◆ **Data entries**
-- -- --

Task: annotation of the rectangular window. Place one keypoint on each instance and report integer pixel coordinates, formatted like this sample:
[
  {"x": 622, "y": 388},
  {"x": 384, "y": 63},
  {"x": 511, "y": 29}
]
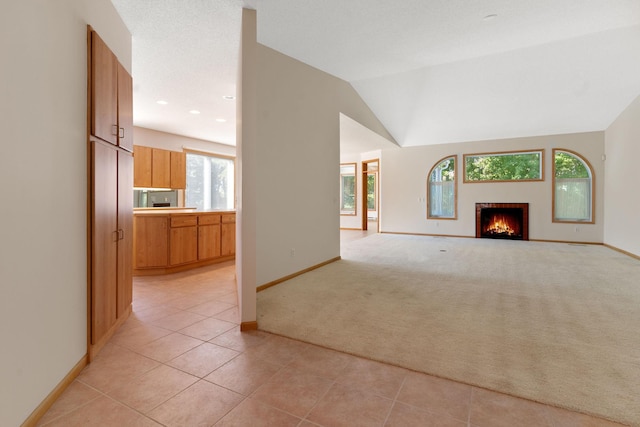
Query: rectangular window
[
  {"x": 505, "y": 166},
  {"x": 210, "y": 182}
]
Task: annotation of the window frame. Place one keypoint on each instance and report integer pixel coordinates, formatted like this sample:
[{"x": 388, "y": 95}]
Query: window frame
[
  {"x": 455, "y": 188},
  {"x": 539, "y": 151},
  {"x": 592, "y": 194},
  {"x": 355, "y": 189},
  {"x": 188, "y": 151}
]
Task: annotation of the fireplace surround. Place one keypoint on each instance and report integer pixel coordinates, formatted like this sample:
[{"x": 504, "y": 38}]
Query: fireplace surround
[{"x": 502, "y": 221}]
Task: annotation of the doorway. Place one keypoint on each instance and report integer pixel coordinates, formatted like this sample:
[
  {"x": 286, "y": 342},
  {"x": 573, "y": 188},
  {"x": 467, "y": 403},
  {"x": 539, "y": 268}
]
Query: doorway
[{"x": 370, "y": 196}]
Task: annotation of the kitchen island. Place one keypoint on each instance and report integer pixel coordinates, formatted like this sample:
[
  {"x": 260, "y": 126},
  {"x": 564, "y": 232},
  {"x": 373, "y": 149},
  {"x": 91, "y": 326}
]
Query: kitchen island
[{"x": 172, "y": 240}]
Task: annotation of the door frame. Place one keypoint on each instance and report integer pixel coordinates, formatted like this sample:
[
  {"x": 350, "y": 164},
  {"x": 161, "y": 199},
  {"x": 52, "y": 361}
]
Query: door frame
[{"x": 365, "y": 211}]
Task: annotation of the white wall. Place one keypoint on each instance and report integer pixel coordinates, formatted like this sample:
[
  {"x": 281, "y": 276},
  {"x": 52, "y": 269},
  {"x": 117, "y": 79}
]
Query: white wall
[
  {"x": 43, "y": 166},
  {"x": 298, "y": 163},
  {"x": 405, "y": 177},
  {"x": 169, "y": 141},
  {"x": 295, "y": 146},
  {"x": 622, "y": 203}
]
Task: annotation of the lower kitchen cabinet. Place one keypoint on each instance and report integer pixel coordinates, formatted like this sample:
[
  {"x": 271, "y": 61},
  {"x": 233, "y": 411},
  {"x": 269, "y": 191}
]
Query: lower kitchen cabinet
[
  {"x": 151, "y": 241},
  {"x": 208, "y": 237},
  {"x": 183, "y": 240},
  {"x": 228, "y": 240}
]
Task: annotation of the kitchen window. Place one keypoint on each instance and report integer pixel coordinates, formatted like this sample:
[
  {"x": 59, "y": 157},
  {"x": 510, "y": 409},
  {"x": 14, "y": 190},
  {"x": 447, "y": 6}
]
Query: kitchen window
[{"x": 210, "y": 181}]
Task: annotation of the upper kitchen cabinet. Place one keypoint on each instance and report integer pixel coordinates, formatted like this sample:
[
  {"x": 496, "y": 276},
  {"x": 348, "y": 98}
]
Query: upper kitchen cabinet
[
  {"x": 158, "y": 168},
  {"x": 125, "y": 109},
  {"x": 178, "y": 170},
  {"x": 111, "y": 97},
  {"x": 142, "y": 166}
]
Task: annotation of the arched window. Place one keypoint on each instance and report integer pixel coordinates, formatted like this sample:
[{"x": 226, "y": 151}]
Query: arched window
[
  {"x": 572, "y": 187},
  {"x": 441, "y": 190}
]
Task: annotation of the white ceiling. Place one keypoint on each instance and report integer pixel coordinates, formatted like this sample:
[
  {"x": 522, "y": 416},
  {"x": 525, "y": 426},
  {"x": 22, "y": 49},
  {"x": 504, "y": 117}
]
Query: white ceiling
[{"x": 433, "y": 71}]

-- -- --

◆ **Your assignment**
Repeat the records above verbatim, with no pictures in the result.

◆ **Expected answer**
Task: annotation of the rectangular window. Place one keypoint on each instance and report integer pixel coordinates, formatted like this sample:
[
  {"x": 622, "y": 388},
  {"x": 384, "y": 63},
  {"x": 511, "y": 29}
]
Query: rectangular window
[
  {"x": 505, "y": 166},
  {"x": 210, "y": 182}
]
Task: annotation of the window frame. Place one keypoint on each instance and report integer pixel coordinates, formatted like this sample:
[{"x": 388, "y": 95}]
Query: window frame
[
  {"x": 455, "y": 188},
  {"x": 539, "y": 151},
  {"x": 592, "y": 194},
  {"x": 355, "y": 189},
  {"x": 188, "y": 151}
]
Task: annotation of the fireplace surround. Place one keypoint on each instance and report integer pixel coordinates, formatted like this sample:
[{"x": 504, "y": 38}]
Query: fireplace surround
[{"x": 502, "y": 221}]
Task: annotation of the doorway. Place one keypoint on each instance and report integer pixel coordinates, formatted like this sample:
[
  {"x": 286, "y": 342},
  {"x": 573, "y": 188},
  {"x": 467, "y": 403},
  {"x": 539, "y": 268}
]
Query: doorway
[{"x": 370, "y": 196}]
Task: annotation of the kitchen island. Place one keypoint on each instance and report integer pixel coordinates, formatted like this sample:
[
  {"x": 260, "y": 126},
  {"x": 564, "y": 232},
  {"x": 373, "y": 149},
  {"x": 91, "y": 326}
]
Query: kitchen island
[{"x": 172, "y": 240}]
Task: annotation of the door frame. Place one keypoint on each instance and report integer pixel coordinates, formatted like this sample:
[
  {"x": 350, "y": 164},
  {"x": 161, "y": 199},
  {"x": 52, "y": 361}
]
Query: door frame
[{"x": 365, "y": 211}]
Task: annotation of the white wall. Place one keypoint on each instance and report integer pixel coordinates, formatted like this sample:
[
  {"x": 281, "y": 276},
  {"x": 52, "y": 269},
  {"x": 117, "y": 79}
]
Query: white wall
[
  {"x": 43, "y": 166},
  {"x": 298, "y": 163},
  {"x": 405, "y": 177},
  {"x": 169, "y": 141},
  {"x": 295, "y": 146},
  {"x": 622, "y": 203}
]
Task: annotation of the lower kitchen cabinet. Place one keypoint on each instance and report integer pixel coordinates, formatted like this sample:
[
  {"x": 271, "y": 61},
  {"x": 233, "y": 411},
  {"x": 269, "y": 191}
]
Query: lower kitchen cabinet
[
  {"x": 151, "y": 241},
  {"x": 208, "y": 237},
  {"x": 183, "y": 240},
  {"x": 228, "y": 240}
]
Task: annotation of the kitchen window. Place one keypoint on each instance and report integer pixel coordinates, formatted like this sample:
[
  {"x": 59, "y": 157},
  {"x": 510, "y": 409},
  {"x": 14, "y": 190},
  {"x": 447, "y": 6}
]
Query: kitchen window
[{"x": 210, "y": 181}]
Task: annotation of the upper kitchen cabinet. Place one keypoint on each instance and report integer pixel coordinates, formatted like this sample:
[
  {"x": 496, "y": 276},
  {"x": 348, "y": 98}
]
Query: upper kitchen cabinet
[
  {"x": 158, "y": 168},
  {"x": 125, "y": 109},
  {"x": 178, "y": 170},
  {"x": 111, "y": 97},
  {"x": 142, "y": 166}
]
Task: annotation of the arched window. Place one keypoint on each instance and report integer pixel coordinates, formatted like this sample:
[{"x": 226, "y": 151}]
Query: arched window
[
  {"x": 572, "y": 187},
  {"x": 441, "y": 190}
]
Task: annotation of the white ceiling. Place one keypoint on each instance and report integer pixel coordinates, formatted like this sample:
[
  {"x": 522, "y": 416},
  {"x": 525, "y": 426},
  {"x": 22, "y": 49},
  {"x": 504, "y": 117}
]
Query: white ceiling
[{"x": 433, "y": 71}]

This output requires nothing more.